Segment Start: AVAILABLE DATA
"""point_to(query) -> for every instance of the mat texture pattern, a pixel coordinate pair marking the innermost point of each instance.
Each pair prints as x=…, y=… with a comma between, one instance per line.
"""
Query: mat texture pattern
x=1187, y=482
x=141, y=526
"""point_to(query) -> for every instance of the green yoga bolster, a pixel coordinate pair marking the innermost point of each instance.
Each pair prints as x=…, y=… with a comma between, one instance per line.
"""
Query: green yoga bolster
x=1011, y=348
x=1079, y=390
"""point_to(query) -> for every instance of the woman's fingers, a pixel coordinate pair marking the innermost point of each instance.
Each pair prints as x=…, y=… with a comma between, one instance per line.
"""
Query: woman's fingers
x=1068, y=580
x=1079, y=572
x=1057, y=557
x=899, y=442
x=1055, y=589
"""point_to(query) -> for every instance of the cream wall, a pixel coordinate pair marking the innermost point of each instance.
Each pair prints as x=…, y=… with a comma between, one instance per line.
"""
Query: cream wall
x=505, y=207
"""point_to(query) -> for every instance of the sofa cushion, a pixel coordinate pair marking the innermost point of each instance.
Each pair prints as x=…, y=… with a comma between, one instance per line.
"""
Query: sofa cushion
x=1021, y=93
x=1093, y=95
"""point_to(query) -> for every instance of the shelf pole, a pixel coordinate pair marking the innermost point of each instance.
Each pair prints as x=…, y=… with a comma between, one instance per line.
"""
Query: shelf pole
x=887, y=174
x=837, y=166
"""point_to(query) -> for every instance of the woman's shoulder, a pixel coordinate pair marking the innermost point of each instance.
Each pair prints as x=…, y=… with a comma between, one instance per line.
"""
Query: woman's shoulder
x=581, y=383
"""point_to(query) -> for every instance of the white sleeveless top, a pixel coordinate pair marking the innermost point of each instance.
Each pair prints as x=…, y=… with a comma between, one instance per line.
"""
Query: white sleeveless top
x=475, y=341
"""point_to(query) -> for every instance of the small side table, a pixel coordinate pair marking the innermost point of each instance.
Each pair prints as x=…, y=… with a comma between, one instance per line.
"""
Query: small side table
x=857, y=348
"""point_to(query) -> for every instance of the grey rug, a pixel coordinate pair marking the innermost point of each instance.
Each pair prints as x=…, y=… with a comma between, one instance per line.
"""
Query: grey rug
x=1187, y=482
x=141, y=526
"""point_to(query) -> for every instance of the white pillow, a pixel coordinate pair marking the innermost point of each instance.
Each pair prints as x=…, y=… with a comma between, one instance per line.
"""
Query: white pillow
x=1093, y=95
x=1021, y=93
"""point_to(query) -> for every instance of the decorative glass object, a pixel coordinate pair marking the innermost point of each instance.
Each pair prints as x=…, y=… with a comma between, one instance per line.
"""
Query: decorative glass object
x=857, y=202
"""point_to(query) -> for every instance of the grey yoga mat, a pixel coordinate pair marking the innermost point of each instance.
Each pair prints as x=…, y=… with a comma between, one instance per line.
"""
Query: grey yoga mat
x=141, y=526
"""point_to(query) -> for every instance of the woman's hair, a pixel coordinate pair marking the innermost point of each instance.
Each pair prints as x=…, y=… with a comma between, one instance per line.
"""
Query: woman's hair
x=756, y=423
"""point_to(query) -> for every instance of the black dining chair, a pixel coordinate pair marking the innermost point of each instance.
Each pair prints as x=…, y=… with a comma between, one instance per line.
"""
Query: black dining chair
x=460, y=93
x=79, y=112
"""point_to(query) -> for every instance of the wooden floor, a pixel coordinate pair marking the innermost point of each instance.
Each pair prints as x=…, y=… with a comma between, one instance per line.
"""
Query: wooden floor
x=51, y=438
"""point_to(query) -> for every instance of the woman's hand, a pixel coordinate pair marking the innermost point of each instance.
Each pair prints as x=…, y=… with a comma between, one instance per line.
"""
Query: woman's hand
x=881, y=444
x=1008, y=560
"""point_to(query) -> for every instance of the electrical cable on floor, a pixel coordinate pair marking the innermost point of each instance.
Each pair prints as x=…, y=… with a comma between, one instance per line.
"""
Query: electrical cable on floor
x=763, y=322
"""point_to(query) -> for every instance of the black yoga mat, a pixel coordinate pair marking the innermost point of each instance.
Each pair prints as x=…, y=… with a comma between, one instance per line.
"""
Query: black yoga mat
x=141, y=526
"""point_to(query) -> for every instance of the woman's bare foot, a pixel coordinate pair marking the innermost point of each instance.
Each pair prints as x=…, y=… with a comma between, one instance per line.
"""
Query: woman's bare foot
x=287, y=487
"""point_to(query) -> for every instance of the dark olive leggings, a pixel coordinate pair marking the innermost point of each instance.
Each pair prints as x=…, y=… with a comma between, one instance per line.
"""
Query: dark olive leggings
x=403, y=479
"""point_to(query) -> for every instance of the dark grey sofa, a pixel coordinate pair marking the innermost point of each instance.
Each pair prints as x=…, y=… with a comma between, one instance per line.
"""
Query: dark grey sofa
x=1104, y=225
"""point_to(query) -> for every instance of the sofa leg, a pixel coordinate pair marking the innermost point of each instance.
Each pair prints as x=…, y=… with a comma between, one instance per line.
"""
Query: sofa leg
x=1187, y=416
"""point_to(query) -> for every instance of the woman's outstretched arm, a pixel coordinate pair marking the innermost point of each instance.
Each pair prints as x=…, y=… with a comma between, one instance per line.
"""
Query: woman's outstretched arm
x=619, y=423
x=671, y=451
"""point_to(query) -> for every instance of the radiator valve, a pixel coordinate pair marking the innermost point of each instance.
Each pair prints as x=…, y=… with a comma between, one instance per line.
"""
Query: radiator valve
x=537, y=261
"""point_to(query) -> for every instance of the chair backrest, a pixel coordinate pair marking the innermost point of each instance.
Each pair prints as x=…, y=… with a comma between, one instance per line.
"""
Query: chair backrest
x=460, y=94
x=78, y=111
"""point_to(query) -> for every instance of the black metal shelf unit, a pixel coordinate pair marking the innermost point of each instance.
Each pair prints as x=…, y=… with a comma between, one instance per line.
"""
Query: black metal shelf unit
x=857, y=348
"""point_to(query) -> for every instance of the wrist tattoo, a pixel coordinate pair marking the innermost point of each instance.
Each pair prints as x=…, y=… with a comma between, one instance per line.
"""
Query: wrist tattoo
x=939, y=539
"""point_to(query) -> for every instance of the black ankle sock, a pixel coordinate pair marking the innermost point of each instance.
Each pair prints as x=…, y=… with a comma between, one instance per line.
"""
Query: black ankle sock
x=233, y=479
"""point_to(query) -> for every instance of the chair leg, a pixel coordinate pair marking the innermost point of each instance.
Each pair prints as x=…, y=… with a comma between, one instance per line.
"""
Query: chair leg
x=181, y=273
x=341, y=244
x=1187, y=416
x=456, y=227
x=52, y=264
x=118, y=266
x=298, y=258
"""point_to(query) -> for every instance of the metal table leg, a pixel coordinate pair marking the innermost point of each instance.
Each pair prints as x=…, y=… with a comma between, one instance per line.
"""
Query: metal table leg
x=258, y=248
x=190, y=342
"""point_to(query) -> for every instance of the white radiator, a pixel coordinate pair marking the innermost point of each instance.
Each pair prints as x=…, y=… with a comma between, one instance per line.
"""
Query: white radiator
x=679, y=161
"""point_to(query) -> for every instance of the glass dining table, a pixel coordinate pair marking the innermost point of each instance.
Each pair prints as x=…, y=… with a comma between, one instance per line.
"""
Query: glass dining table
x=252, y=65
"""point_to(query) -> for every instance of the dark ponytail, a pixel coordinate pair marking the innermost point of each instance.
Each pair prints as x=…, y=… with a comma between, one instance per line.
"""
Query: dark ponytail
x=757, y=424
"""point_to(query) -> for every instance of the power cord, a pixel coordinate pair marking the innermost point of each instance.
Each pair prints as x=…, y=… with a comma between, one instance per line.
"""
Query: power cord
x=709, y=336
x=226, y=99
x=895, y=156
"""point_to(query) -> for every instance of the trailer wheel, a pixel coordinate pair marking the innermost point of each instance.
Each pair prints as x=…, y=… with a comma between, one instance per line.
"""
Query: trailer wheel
Segment End: AVAILABLE DATA
DIRECTIONS FOR THIS TASK: Which lines above include the string "trailer"? Show them.

SOLUTION TO THIS TASK:
"""point_to(query) -> for every instance of the trailer wheel, a pixel coordinate pair marking the innermost point of each instance.
Query: trailer wheel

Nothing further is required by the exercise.